__Required action__.
Somewhere below is a line with "Target: tactical vest" and, later, a line with "Every instance of the small"; repeat those two lines and all the lines between them, exactly as they are.

Provided data below:

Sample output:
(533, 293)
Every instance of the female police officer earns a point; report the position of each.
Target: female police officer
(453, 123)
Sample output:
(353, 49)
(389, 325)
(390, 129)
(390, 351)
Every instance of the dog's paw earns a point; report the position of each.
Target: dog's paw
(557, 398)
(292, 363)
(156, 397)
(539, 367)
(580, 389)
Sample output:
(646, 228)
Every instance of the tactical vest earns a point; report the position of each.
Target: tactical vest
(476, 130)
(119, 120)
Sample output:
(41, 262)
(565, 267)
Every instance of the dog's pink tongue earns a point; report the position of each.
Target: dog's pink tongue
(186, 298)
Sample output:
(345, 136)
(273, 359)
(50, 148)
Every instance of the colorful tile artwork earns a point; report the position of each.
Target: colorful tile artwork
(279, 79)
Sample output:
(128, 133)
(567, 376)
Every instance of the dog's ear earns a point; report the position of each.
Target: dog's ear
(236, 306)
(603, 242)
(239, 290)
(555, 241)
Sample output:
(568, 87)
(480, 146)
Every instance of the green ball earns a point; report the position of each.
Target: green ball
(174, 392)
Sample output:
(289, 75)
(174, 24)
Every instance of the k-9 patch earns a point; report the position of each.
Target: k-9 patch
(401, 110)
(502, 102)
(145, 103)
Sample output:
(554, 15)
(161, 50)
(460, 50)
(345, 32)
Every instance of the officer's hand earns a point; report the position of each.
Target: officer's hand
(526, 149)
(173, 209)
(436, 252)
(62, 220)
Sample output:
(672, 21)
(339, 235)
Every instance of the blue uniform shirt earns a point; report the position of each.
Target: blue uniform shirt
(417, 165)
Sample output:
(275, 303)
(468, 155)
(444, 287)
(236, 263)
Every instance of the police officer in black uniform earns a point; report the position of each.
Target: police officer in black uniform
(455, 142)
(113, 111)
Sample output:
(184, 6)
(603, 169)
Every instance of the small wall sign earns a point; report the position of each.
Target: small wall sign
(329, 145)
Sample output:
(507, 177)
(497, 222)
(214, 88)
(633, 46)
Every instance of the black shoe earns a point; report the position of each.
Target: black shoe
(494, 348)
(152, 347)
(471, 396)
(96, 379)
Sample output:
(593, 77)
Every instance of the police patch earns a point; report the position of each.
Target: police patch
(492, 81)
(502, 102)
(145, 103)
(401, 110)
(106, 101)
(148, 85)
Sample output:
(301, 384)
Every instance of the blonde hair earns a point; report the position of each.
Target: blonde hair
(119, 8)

End of Provided data.

__Your solution__.
Target: tactical vest
(476, 130)
(119, 120)
Sample output:
(41, 262)
(565, 267)
Every instance of the dog's pink tongue earns a point; report the position of each.
Target: dog's pink tongue
(186, 298)
Sample output:
(345, 136)
(273, 359)
(50, 148)
Every instance of the colorful tile artwork earns a point; report the position of each.
Target: colorful tile artwork
(279, 79)
Sample output:
(128, 133)
(567, 376)
Every instance of the dog's ear earns a point; report the position of each.
Target: dog's ear
(236, 306)
(603, 242)
(239, 290)
(555, 241)
Sample output:
(568, 87)
(480, 146)
Every instance of the green ball earns a point; report the position of each.
Target: green ball
(174, 392)
Sample output:
(289, 75)
(174, 24)
Every instance of the k-9 patch earns a point; report the position of each.
Target: k-9 patch
(401, 110)
(502, 102)
(145, 103)
Sample output:
(554, 15)
(161, 50)
(460, 50)
(345, 32)
Every instance of the officer's hand earns a point; report the position of each.
Target: officer's hand
(526, 149)
(173, 209)
(436, 252)
(62, 220)
Sample output:
(672, 21)
(339, 235)
Every instance of the blue uniform shirt earns a point; report the position of each.
Target: blue uniform shirt
(417, 165)
Sample output:
(275, 303)
(468, 155)
(444, 287)
(236, 263)
Every instance of the police officer in black uniform earns a point; report the position of each.
Target: police officer in black uniform
(455, 142)
(113, 111)
Sample output:
(184, 6)
(603, 169)
Every instance of the small wall sign earns a point; report the position of each.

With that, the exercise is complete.